TASK TO CARRY OUT
Skip every line before the one containing "of the american", then copy that line and the rest of the entries below exactly, through the last line.

Location identification entries
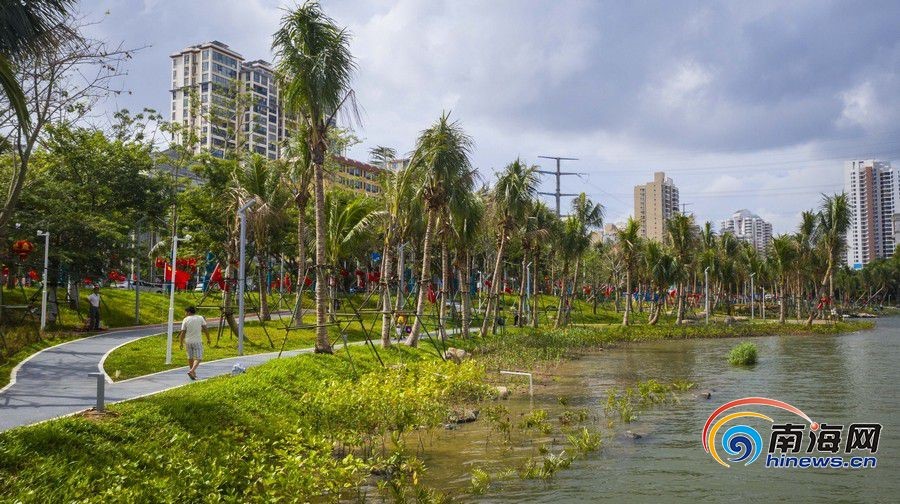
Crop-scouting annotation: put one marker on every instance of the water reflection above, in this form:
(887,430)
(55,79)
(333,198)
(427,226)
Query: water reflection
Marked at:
(835,379)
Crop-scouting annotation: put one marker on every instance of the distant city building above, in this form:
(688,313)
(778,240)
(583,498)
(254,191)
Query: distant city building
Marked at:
(356,176)
(397,164)
(654,204)
(749,227)
(207,73)
(873,193)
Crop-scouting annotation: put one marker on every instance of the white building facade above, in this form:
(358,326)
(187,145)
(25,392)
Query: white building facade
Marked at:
(873,194)
(749,227)
(207,73)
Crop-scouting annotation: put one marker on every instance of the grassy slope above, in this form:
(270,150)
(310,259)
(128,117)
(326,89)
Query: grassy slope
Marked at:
(271,432)
(147,355)
(266,434)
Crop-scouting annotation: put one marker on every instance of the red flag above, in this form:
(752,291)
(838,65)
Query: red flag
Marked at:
(216,276)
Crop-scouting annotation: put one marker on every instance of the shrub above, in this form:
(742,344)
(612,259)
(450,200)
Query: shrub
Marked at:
(743,354)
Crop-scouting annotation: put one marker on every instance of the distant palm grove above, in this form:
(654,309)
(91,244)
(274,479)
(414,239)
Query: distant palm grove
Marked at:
(442,245)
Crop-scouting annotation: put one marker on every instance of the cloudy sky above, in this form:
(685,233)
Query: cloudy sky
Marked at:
(744,104)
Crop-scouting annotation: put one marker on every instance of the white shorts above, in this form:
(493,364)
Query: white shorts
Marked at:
(195,351)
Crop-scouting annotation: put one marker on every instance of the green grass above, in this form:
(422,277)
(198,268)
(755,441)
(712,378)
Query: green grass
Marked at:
(289,430)
(147,355)
(743,355)
(302,428)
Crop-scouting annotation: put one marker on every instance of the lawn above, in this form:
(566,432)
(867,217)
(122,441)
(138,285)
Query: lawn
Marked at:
(147,355)
(289,430)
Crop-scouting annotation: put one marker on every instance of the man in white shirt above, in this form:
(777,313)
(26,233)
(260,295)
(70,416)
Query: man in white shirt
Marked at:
(94,310)
(191,327)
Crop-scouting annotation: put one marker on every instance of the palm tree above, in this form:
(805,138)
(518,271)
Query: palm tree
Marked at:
(681,236)
(628,240)
(832,224)
(442,156)
(466,215)
(542,225)
(663,271)
(260,178)
(298,175)
(315,67)
(28,27)
(398,200)
(513,195)
(783,255)
(586,215)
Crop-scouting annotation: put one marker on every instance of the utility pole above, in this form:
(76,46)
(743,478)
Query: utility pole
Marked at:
(558,174)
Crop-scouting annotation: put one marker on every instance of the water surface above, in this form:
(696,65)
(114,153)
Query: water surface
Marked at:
(834,379)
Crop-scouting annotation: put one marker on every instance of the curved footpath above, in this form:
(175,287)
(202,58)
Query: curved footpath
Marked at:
(54,382)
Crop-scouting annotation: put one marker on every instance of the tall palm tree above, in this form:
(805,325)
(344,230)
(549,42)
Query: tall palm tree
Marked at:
(27,27)
(466,215)
(783,254)
(832,224)
(586,215)
(663,271)
(442,156)
(681,236)
(628,241)
(261,178)
(542,226)
(298,176)
(513,195)
(315,67)
(398,201)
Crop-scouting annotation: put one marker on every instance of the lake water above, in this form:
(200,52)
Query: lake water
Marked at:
(851,378)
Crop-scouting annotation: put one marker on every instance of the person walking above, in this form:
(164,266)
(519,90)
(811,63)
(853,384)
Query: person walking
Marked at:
(191,327)
(94,309)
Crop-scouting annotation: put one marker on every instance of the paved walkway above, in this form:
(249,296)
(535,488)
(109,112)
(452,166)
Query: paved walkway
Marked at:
(55,382)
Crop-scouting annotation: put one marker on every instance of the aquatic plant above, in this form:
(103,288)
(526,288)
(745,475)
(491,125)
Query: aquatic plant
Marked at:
(743,355)
(586,440)
(545,467)
(536,419)
(574,416)
(480,482)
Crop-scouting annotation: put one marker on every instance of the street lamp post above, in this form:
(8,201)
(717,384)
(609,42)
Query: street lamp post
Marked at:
(242,268)
(706,292)
(46,235)
(170,329)
(752,300)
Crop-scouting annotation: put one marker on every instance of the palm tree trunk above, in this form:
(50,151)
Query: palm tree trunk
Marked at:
(490,316)
(534,287)
(465,295)
(445,286)
(386,318)
(301,268)
(563,297)
(521,308)
(781,303)
(262,275)
(413,339)
(322,344)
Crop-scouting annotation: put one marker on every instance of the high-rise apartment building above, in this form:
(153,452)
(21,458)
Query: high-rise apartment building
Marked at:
(205,100)
(749,227)
(873,194)
(654,204)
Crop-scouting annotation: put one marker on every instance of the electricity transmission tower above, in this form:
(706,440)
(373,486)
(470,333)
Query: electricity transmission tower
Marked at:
(558,174)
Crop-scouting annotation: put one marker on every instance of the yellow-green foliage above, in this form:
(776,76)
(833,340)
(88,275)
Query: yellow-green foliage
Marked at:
(271,433)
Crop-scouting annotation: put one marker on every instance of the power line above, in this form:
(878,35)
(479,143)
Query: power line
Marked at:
(558,174)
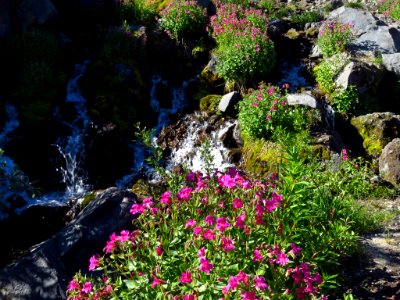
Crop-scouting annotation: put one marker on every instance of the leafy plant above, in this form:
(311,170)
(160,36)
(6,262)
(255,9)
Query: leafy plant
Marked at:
(390,8)
(264,110)
(183,19)
(244,50)
(333,37)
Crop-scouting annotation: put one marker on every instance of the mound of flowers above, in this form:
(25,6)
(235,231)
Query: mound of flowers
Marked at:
(220,236)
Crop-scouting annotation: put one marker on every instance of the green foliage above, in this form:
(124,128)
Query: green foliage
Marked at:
(327,71)
(184,19)
(300,20)
(244,51)
(333,37)
(390,8)
(265,110)
(344,101)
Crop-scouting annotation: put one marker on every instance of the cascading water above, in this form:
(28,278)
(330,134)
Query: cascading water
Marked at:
(72,149)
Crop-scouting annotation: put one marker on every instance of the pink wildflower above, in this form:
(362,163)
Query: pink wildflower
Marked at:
(186,277)
(205,265)
(87,287)
(94,262)
(156,281)
(259,283)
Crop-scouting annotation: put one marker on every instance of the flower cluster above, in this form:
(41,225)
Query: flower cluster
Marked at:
(390,8)
(265,109)
(214,237)
(333,37)
(244,49)
(183,18)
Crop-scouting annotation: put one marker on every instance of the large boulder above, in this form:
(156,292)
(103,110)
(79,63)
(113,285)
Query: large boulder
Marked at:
(371,35)
(45,272)
(25,13)
(377,130)
(389,162)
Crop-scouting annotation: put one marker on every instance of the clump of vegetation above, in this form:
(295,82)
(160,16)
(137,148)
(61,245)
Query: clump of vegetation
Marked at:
(183,19)
(265,110)
(390,8)
(244,50)
(334,37)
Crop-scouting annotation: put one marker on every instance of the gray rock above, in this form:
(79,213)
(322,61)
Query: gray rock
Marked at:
(389,162)
(45,272)
(228,102)
(371,35)
(302,99)
(392,62)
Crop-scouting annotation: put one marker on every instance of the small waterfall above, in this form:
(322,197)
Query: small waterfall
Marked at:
(198,131)
(140,152)
(72,149)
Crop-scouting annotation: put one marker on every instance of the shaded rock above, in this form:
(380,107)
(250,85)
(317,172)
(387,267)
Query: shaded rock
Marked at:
(45,272)
(392,62)
(302,99)
(228,102)
(389,162)
(372,35)
(377,130)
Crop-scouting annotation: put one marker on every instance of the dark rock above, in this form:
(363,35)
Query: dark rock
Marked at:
(45,272)
(228,103)
(389,162)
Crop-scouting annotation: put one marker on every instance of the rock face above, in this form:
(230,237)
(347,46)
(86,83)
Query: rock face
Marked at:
(389,162)
(372,36)
(377,130)
(45,272)
(25,13)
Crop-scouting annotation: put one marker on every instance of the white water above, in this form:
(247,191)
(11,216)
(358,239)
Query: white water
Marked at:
(72,149)
(189,150)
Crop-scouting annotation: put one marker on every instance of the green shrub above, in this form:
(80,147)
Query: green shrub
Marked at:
(327,71)
(390,8)
(244,51)
(333,37)
(183,19)
(265,110)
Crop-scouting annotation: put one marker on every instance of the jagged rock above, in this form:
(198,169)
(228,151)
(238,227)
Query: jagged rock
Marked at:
(389,162)
(302,99)
(228,102)
(392,62)
(45,272)
(372,35)
(377,130)
(25,13)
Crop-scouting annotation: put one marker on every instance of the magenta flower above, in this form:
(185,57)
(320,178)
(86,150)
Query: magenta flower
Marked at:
(209,235)
(184,193)
(259,283)
(227,244)
(166,198)
(186,277)
(190,223)
(237,203)
(257,257)
(87,287)
(94,262)
(205,265)
(156,281)
(222,224)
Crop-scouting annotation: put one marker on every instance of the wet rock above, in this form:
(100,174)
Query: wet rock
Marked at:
(389,162)
(228,103)
(392,62)
(45,272)
(377,130)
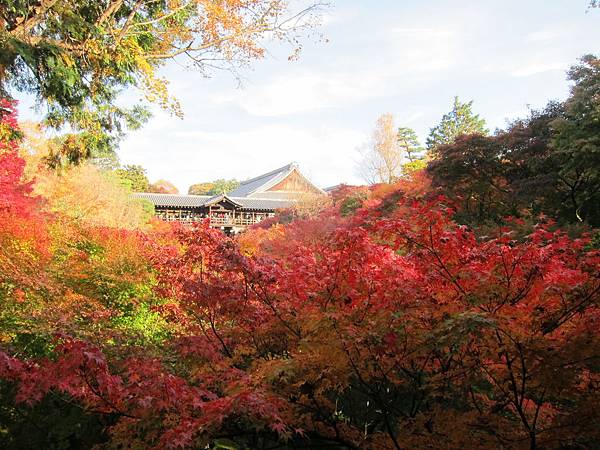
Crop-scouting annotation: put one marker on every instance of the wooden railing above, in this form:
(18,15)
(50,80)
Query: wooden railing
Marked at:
(214,221)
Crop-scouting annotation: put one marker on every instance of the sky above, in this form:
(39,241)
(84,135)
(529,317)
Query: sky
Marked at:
(409,58)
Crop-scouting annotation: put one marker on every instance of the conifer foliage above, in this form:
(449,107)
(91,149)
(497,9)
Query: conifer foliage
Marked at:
(387,326)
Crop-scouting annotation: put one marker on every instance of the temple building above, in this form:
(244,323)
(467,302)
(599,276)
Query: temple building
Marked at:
(251,202)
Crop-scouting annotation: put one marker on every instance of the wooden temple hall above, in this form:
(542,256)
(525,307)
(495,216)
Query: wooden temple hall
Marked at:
(251,202)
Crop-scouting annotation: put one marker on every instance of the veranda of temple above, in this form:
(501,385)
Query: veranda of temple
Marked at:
(251,202)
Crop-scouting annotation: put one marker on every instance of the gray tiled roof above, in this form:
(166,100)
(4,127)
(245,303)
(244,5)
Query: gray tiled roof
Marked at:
(262,181)
(263,203)
(182,201)
(197,201)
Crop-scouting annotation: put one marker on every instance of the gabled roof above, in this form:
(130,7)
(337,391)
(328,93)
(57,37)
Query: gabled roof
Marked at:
(262,183)
(220,198)
(198,201)
(182,201)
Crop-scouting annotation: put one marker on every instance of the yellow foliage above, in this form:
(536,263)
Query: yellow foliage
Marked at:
(86,194)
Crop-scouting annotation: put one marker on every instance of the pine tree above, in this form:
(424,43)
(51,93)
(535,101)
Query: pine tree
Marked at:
(408,142)
(461,120)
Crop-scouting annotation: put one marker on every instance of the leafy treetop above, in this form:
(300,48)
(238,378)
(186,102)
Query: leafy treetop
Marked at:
(460,120)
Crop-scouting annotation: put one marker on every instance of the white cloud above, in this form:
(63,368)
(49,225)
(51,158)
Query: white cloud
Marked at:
(324,154)
(542,36)
(407,56)
(537,68)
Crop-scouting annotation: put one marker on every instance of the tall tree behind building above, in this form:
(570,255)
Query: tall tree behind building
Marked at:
(75,56)
(460,120)
(382,161)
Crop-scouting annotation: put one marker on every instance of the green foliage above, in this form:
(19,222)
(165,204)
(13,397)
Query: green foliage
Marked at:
(143,326)
(220,186)
(548,163)
(56,423)
(77,56)
(134,178)
(408,142)
(460,120)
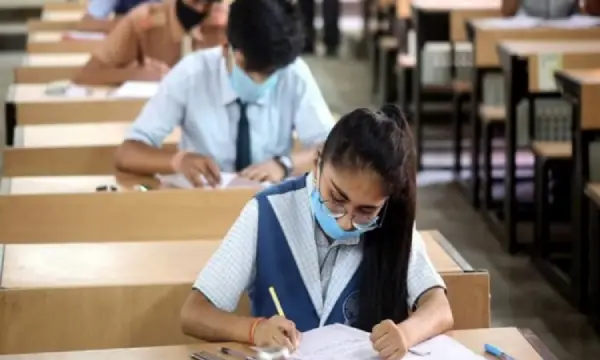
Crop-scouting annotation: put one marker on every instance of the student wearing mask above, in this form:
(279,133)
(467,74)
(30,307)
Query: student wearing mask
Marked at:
(238,106)
(338,245)
(147,42)
(98,16)
(550,9)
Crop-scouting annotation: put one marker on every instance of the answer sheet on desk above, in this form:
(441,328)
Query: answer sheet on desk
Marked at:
(228,180)
(136,90)
(340,342)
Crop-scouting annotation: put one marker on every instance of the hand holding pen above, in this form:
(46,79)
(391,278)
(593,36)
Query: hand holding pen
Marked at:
(492,350)
(277,330)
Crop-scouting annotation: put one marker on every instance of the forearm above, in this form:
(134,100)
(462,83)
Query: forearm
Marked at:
(433,317)
(202,320)
(103,76)
(89,23)
(510,7)
(304,160)
(139,158)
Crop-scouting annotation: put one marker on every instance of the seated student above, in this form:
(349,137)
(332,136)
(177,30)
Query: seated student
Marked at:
(238,106)
(146,43)
(98,14)
(549,9)
(338,245)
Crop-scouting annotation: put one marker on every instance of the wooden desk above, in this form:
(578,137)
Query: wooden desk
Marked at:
(28,104)
(79,6)
(529,68)
(130,294)
(485,35)
(54,42)
(521,343)
(63,14)
(67,209)
(440,21)
(582,89)
(68,149)
(44,68)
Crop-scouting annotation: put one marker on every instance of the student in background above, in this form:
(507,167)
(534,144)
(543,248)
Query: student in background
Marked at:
(237,106)
(550,9)
(99,12)
(338,245)
(147,42)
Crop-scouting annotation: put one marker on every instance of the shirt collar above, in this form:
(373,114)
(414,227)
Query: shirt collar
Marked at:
(228,95)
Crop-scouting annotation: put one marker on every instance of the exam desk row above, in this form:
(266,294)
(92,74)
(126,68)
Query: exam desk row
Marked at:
(519,343)
(119,298)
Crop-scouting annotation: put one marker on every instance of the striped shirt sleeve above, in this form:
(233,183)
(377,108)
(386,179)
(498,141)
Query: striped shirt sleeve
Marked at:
(422,275)
(231,270)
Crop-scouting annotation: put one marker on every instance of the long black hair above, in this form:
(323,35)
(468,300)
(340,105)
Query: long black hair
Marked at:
(381,141)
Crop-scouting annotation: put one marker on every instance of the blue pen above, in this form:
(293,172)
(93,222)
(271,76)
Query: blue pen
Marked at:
(492,350)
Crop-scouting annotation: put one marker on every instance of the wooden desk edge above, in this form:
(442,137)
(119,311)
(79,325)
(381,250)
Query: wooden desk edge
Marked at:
(537,344)
(451,251)
(593,195)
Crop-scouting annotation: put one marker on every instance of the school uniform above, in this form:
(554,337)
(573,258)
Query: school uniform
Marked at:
(197,96)
(276,242)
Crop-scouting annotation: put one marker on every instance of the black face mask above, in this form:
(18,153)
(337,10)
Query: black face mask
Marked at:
(188,17)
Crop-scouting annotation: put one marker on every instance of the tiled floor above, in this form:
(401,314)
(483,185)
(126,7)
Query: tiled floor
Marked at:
(520,297)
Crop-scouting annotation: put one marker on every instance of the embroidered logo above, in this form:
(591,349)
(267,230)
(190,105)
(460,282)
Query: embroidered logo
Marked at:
(350,309)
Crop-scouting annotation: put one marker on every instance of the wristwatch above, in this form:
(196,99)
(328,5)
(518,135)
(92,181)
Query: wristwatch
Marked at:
(286,163)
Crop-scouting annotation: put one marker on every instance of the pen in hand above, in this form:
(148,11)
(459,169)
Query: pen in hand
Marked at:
(492,350)
(236,354)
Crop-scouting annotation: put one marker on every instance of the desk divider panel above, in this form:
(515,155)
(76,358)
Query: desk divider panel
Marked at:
(80,111)
(126,216)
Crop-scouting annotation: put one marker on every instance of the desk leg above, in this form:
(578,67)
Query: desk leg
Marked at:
(476,96)
(10,122)
(418,90)
(514,86)
(579,215)
(593,239)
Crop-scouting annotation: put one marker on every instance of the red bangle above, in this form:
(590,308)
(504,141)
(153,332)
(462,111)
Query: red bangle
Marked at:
(253,329)
(176,160)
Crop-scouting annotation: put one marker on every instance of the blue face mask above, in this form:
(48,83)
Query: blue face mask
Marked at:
(327,221)
(246,88)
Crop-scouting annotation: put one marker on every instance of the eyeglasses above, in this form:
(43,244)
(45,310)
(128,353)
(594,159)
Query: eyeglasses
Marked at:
(359,221)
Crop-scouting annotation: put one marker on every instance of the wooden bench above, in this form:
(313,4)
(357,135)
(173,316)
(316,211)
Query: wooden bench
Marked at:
(520,343)
(28,104)
(69,149)
(69,209)
(44,68)
(103,295)
(43,42)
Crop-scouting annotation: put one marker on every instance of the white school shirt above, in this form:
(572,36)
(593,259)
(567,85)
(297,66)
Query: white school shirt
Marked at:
(196,95)
(231,269)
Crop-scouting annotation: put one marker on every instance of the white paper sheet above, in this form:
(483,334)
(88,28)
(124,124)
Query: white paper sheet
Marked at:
(548,64)
(85,35)
(340,342)
(136,90)
(515,22)
(228,180)
(574,22)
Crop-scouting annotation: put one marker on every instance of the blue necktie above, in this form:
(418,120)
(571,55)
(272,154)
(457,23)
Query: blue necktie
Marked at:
(243,158)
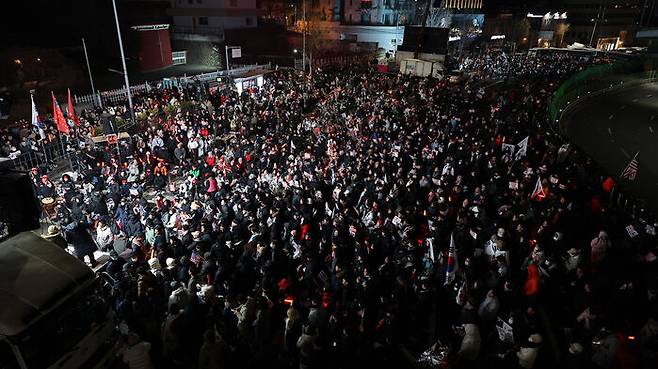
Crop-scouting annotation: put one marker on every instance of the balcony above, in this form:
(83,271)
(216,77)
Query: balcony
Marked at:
(198,33)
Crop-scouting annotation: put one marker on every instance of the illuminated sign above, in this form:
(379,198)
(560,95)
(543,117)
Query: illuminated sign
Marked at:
(150,27)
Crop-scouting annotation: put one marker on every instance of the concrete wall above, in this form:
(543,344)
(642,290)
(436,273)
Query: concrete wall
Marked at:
(382,35)
(241,4)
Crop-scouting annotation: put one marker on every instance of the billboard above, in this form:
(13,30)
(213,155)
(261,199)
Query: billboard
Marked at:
(435,40)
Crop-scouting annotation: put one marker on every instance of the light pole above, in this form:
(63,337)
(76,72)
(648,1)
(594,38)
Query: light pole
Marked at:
(91,79)
(123,61)
(304,37)
(227,48)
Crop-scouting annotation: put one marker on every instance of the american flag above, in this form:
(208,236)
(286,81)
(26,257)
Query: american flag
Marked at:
(631,169)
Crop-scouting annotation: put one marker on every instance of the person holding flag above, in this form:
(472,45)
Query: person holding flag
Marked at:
(523,148)
(58,117)
(630,172)
(71,112)
(452,265)
(539,193)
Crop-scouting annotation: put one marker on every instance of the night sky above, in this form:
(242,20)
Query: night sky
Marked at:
(61,23)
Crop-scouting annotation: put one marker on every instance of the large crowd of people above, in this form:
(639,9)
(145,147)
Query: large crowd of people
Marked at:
(315,222)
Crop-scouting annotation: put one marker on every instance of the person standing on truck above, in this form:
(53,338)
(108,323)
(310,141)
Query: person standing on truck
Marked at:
(77,234)
(136,353)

SOLUTION TO THE PROBLEM
Crop-scouting annotation: put one marker on every instance of the american flag above, in this form:
(208,236)
(286,81)
(26,257)
Query: american flag
Marked at:
(631,169)
Crop-scouting annotation: put one marker on every instance of the person holding flag above, in this form:
(472,45)
Query: person holding flag
Marked at:
(523,148)
(58,117)
(630,172)
(71,112)
(452,265)
(539,193)
Crop-scouting annotation: put one marker on every instance of the night sky above, in this form:
(242,20)
Query: night sky
Marked at:
(61,23)
Crop-scouting annotation: put one marker on every instance of the large crowd of people above, in this form:
(639,9)
(145,147)
Query: large crowd of people
Marked at:
(315,222)
Crop-scouting annotation: put one marker on every instance of the person standing on truck above, in this form:
(53,338)
(108,323)
(310,141)
Query: person standing on truck
Marked at:
(77,234)
(136,353)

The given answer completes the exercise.